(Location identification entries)
>>>>

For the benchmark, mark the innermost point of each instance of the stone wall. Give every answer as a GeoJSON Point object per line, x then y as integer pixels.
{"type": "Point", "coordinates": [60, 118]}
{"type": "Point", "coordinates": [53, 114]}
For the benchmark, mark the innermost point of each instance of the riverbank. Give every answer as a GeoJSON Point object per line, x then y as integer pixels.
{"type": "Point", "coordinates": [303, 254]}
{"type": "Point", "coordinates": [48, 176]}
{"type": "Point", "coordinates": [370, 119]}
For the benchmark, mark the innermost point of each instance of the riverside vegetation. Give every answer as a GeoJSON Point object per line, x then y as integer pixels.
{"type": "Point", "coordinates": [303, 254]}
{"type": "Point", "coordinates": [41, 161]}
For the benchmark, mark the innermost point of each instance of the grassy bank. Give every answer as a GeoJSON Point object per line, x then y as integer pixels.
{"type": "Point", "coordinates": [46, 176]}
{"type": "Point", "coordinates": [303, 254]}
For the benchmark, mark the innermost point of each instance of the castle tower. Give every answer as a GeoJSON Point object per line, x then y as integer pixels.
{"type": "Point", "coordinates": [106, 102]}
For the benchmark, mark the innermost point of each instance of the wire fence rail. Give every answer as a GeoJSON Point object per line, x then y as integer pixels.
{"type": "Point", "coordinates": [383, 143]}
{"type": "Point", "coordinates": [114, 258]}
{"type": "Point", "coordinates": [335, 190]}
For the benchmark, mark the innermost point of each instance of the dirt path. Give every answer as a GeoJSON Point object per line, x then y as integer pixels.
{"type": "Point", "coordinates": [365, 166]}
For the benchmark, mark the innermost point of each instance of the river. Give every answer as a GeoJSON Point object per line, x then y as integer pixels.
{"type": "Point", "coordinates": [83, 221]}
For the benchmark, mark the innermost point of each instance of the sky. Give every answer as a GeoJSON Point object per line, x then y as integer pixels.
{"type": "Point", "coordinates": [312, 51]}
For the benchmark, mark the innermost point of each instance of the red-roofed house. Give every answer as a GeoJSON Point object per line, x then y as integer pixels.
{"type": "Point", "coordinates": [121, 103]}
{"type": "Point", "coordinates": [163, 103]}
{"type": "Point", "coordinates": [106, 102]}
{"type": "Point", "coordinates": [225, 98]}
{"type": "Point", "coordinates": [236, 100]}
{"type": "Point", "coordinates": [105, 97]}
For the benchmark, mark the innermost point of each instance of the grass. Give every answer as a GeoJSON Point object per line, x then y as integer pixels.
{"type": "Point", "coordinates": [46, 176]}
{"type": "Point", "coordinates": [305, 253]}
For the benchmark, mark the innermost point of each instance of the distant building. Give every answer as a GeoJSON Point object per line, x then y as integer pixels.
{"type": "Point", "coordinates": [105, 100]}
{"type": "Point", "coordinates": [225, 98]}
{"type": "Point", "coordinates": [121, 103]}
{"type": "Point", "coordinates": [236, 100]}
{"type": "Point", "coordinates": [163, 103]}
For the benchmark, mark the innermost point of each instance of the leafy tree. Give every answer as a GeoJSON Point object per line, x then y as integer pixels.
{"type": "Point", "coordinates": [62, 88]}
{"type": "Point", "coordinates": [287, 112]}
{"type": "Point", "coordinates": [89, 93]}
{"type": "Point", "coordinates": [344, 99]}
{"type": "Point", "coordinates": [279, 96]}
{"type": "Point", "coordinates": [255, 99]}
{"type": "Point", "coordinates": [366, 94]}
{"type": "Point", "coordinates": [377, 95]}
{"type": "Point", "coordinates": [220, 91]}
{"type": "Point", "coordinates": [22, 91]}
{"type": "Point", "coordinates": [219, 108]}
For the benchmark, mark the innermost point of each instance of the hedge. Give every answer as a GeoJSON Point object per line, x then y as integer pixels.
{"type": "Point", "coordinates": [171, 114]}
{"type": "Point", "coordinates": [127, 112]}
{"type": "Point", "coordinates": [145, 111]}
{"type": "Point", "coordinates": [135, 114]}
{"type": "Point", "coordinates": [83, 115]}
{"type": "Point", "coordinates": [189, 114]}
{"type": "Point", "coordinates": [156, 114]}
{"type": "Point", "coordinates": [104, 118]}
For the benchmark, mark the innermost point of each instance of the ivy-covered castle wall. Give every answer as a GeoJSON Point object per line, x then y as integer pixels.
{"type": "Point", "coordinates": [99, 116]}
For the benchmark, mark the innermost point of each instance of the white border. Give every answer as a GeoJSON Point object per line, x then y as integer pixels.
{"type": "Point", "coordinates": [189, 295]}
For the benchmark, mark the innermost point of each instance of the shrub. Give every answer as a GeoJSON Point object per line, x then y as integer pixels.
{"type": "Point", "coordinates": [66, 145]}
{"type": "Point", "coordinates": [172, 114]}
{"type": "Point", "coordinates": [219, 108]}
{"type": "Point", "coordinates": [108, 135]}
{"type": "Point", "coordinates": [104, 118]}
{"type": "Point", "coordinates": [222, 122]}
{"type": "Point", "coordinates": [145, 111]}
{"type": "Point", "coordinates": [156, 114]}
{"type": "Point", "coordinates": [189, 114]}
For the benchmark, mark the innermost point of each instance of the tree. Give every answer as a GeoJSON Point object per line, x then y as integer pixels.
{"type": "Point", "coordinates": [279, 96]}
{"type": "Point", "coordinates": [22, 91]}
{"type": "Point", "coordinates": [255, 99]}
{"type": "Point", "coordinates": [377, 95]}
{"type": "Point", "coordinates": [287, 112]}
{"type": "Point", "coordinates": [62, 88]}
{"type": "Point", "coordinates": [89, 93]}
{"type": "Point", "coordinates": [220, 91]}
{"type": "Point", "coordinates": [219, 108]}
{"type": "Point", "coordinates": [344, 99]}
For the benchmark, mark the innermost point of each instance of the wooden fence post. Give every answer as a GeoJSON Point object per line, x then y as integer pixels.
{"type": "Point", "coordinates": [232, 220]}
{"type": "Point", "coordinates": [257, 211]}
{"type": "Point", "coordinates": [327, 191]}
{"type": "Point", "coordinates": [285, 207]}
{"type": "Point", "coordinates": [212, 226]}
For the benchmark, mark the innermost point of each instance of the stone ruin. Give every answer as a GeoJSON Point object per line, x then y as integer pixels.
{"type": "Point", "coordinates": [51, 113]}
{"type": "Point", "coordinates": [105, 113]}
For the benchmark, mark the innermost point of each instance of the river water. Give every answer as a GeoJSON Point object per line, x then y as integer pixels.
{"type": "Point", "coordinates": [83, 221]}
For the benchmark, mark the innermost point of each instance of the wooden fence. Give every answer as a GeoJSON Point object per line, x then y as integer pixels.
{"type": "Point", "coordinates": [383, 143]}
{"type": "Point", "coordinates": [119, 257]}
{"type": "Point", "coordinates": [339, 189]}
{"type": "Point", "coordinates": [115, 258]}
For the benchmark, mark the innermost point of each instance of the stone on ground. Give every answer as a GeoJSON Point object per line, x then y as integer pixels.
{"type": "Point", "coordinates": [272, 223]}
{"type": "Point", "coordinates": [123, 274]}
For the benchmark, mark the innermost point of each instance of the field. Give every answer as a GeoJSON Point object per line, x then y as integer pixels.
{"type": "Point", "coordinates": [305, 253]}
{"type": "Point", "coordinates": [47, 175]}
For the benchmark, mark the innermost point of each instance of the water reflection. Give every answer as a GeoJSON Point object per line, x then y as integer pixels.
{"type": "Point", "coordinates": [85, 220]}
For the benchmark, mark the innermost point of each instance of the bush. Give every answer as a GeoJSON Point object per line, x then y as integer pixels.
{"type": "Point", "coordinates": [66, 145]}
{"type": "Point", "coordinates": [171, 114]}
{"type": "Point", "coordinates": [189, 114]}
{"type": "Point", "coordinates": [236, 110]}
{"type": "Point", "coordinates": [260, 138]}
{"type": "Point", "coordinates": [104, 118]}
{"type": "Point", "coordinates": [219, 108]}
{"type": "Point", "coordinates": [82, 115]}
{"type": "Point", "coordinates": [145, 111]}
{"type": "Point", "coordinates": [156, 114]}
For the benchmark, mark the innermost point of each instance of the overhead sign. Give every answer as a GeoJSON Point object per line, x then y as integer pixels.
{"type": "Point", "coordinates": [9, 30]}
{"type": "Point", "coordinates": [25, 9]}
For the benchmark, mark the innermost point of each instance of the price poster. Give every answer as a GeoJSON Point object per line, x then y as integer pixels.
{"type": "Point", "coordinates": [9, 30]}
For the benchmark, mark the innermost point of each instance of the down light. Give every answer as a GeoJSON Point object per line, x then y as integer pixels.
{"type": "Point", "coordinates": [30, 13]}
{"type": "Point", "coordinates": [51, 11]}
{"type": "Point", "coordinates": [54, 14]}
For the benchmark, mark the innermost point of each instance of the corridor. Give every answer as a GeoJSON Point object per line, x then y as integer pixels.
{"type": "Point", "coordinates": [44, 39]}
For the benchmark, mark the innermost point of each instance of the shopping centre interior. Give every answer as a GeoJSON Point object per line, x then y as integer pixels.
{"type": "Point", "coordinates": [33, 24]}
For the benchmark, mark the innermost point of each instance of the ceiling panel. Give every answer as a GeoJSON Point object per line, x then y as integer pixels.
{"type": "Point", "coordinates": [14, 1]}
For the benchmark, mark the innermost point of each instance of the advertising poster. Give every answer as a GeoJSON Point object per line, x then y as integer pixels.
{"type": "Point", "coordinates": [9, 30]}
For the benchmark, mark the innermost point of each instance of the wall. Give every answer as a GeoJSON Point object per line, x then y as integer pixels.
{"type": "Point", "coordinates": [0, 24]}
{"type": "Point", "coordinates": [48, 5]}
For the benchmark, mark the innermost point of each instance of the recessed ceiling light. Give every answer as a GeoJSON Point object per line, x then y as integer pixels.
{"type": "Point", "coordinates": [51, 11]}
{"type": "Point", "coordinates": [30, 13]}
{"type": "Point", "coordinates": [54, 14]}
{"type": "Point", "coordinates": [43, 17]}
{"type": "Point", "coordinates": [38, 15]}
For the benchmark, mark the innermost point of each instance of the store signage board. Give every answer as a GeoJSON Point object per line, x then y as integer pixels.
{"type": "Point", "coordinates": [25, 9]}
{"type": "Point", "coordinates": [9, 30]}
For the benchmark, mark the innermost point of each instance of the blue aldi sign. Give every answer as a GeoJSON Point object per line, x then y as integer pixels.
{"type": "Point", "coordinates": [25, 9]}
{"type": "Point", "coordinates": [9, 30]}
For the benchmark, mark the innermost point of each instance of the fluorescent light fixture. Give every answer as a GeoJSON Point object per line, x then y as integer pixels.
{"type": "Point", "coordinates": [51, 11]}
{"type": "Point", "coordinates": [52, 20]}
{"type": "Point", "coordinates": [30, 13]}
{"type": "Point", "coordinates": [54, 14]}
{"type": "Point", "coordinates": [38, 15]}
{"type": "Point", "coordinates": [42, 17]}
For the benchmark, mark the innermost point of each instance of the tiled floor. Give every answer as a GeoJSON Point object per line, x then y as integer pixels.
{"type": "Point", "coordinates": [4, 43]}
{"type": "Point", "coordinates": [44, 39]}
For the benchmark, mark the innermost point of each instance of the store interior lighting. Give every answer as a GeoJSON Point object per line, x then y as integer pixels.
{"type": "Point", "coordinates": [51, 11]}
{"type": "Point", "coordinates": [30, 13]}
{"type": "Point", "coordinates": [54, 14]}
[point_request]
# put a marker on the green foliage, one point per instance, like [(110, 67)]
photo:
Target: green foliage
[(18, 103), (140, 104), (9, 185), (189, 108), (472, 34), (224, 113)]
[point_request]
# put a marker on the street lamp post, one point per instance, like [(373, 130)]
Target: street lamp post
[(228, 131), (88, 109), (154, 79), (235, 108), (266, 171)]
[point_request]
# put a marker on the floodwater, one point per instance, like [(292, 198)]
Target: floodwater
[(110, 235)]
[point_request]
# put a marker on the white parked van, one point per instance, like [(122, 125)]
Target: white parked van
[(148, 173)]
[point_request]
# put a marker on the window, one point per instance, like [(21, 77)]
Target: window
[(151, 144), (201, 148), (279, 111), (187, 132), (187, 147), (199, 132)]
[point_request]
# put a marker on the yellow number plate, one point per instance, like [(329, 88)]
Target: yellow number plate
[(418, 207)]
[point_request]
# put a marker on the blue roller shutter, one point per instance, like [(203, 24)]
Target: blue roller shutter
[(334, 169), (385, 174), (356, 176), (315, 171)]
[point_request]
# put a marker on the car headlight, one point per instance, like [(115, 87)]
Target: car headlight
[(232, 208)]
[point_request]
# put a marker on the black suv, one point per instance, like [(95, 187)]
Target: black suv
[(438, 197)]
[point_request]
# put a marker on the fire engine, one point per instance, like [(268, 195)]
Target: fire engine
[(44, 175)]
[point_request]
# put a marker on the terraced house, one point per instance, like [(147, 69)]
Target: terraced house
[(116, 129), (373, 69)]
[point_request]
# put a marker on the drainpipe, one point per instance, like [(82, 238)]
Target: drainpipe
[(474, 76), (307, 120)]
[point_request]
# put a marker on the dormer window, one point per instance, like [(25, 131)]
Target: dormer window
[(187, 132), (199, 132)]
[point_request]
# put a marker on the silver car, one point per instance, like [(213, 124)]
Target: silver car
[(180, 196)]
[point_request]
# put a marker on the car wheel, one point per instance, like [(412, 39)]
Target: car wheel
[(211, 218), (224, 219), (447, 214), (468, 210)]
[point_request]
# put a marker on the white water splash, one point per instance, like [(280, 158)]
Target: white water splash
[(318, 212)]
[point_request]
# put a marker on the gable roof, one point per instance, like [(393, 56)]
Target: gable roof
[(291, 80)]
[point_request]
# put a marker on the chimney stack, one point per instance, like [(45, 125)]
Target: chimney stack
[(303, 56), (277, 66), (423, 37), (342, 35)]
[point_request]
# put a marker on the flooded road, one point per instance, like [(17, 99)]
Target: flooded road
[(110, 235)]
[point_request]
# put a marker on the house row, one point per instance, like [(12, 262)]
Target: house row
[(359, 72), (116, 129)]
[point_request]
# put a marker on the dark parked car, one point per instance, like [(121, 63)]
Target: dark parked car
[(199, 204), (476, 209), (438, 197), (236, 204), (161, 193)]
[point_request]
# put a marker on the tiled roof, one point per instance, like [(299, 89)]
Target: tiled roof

<<<<

▶ **Aim**
Identify every line in the listing above that contains the string "lamp", and copy each such line in full.

▶ **Exercise result**
# put a marker on the street lamp post, one point per instance, like [(373, 130)]
Target: street lamp post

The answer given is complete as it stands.